#### FILAS ####
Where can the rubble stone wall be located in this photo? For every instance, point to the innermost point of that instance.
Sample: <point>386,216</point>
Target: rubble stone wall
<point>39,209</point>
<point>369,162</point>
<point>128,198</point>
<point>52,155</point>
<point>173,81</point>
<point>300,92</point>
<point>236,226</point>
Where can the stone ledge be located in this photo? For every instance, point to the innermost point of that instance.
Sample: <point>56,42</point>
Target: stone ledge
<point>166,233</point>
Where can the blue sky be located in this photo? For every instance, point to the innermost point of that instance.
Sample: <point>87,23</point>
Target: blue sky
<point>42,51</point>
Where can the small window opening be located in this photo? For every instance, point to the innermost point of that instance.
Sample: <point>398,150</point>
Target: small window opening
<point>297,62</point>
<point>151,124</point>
####
* TAREA *
Duplica todos los registros de arriba sin cambiar nada, línea por línea.

* RESPUESTA *
Where can the rubble stone wall be located in this photo? For every instance, point to the innermost point of that instance.
Sample: <point>386,216</point>
Target: rubble stone wall
<point>39,209</point>
<point>369,162</point>
<point>128,198</point>
<point>52,155</point>
<point>173,81</point>
<point>300,92</point>
<point>236,226</point>
Where can the stone ledge be located in this photo? For every instance, point to the innermost point of that instance.
Sample: <point>56,42</point>
Target: stone ledge
<point>166,233</point>
Where can the blue sky be located in this photo? For every instance, point to the innermost point of that instance.
Sample: <point>87,23</point>
Target: blue sky
<point>42,51</point>
Where can the small window opening be located in this photo? For every instance, point to the innermost point of that instance.
Sample: <point>398,150</point>
Target: small window opening
<point>297,62</point>
<point>151,124</point>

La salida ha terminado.